■ What you need to do
Please output exactly the run of lines that starts at the line with "Examine the image and enumerate every railing" and ends at the last line of the records below.

Data records:
--- START ---
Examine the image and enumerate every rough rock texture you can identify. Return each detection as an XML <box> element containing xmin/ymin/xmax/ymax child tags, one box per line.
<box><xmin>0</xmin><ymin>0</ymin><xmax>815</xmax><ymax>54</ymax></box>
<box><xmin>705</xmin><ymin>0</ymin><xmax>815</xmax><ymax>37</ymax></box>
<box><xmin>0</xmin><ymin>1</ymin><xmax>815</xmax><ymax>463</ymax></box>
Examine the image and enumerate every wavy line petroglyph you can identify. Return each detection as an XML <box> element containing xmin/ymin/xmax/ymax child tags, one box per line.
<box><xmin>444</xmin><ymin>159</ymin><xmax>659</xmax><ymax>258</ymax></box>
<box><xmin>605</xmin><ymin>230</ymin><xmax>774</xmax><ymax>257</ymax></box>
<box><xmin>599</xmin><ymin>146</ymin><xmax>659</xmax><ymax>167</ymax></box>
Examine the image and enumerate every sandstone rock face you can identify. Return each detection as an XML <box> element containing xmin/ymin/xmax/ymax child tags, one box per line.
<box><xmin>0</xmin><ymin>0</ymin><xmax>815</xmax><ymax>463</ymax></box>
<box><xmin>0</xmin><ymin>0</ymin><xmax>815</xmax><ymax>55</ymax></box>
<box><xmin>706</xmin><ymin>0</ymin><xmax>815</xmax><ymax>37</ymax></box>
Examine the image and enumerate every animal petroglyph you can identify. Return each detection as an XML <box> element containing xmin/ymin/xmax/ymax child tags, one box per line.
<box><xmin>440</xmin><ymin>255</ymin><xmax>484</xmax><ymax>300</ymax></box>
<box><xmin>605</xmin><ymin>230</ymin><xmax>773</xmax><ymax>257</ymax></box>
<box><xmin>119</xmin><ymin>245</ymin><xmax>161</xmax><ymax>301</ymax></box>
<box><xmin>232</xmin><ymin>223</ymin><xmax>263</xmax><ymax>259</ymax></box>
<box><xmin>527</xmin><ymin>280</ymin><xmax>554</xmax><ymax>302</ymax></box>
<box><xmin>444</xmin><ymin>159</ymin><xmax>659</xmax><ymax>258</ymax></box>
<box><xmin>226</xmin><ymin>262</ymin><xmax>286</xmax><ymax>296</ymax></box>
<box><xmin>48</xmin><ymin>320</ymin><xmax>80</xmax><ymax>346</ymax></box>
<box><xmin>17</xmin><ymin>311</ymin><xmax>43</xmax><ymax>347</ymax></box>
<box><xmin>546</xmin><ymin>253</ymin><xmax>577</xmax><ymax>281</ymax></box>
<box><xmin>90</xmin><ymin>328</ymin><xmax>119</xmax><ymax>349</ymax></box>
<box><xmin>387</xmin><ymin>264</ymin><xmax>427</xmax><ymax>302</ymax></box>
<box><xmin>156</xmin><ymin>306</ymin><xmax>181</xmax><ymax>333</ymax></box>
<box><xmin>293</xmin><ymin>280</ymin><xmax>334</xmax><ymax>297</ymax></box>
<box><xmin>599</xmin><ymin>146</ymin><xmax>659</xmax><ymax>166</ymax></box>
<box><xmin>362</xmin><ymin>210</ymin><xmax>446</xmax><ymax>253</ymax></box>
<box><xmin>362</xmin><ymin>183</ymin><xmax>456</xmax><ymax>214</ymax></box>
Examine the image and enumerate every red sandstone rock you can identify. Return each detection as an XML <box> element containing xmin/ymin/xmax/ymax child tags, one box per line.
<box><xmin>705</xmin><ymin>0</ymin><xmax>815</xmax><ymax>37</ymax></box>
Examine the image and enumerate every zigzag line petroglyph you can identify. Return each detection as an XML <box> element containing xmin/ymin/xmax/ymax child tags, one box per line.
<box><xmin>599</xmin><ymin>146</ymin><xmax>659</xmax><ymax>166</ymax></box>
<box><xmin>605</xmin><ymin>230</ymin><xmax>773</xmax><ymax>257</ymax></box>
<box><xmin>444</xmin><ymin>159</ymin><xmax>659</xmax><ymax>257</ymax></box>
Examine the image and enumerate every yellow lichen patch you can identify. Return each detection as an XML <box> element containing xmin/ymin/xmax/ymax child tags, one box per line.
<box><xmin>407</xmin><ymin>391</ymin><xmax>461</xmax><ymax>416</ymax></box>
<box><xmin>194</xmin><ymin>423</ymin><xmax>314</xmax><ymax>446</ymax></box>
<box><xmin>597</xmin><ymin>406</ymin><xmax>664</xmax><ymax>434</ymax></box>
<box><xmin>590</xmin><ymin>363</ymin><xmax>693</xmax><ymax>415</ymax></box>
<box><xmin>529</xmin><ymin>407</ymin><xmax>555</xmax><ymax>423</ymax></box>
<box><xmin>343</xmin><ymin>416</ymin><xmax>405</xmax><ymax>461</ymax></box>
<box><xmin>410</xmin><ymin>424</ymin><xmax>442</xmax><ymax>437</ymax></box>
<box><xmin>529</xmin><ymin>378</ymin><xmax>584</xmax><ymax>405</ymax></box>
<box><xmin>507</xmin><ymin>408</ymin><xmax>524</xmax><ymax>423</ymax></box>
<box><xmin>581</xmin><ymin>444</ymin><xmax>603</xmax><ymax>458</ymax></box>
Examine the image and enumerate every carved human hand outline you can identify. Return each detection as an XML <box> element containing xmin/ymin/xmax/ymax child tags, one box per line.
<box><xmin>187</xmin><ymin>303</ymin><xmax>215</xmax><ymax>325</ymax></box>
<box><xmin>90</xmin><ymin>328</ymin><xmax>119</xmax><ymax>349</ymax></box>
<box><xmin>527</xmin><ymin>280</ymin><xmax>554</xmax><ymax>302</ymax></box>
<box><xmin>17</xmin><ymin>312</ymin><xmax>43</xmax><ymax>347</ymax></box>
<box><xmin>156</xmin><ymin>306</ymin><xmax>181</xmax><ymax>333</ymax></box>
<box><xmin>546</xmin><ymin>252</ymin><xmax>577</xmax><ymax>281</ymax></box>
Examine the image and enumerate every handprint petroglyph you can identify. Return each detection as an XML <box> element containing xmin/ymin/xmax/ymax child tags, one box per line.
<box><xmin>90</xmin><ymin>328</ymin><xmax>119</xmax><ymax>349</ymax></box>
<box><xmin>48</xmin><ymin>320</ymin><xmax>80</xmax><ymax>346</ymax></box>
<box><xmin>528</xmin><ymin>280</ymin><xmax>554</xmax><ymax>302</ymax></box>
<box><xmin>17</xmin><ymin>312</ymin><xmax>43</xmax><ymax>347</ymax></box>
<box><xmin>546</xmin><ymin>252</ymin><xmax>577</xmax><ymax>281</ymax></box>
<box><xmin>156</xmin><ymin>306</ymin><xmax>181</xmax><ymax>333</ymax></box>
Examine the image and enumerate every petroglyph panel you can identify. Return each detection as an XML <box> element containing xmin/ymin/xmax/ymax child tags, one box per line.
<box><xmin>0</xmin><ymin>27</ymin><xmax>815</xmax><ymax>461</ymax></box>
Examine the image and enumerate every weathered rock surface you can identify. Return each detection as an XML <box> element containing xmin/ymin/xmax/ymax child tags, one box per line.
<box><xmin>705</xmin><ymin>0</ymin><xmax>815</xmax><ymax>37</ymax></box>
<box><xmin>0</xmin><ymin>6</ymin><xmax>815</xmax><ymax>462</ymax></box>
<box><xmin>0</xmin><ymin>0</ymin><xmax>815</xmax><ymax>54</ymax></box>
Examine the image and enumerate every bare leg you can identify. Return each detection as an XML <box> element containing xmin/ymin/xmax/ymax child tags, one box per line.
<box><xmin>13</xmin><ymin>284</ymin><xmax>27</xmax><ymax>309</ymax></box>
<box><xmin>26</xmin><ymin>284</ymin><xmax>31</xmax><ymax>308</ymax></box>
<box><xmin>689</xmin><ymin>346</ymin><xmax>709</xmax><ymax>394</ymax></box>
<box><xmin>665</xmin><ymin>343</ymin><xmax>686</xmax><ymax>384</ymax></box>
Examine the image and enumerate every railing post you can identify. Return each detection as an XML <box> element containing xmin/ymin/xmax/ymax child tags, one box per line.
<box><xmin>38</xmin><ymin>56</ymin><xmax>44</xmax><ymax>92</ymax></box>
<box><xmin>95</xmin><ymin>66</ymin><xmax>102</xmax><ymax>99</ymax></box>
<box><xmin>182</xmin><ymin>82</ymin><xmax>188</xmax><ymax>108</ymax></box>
--- END ---
■ Finished task
Examine the image and enumerate every railing post you can identify. Return each detection as an XML <box> element containing xmin/ymin/xmax/ymax child tags, one box per line.
<box><xmin>38</xmin><ymin>56</ymin><xmax>44</xmax><ymax>92</ymax></box>
<box><xmin>95</xmin><ymin>66</ymin><xmax>102</xmax><ymax>99</ymax></box>
<box><xmin>182</xmin><ymin>82</ymin><xmax>188</xmax><ymax>108</ymax></box>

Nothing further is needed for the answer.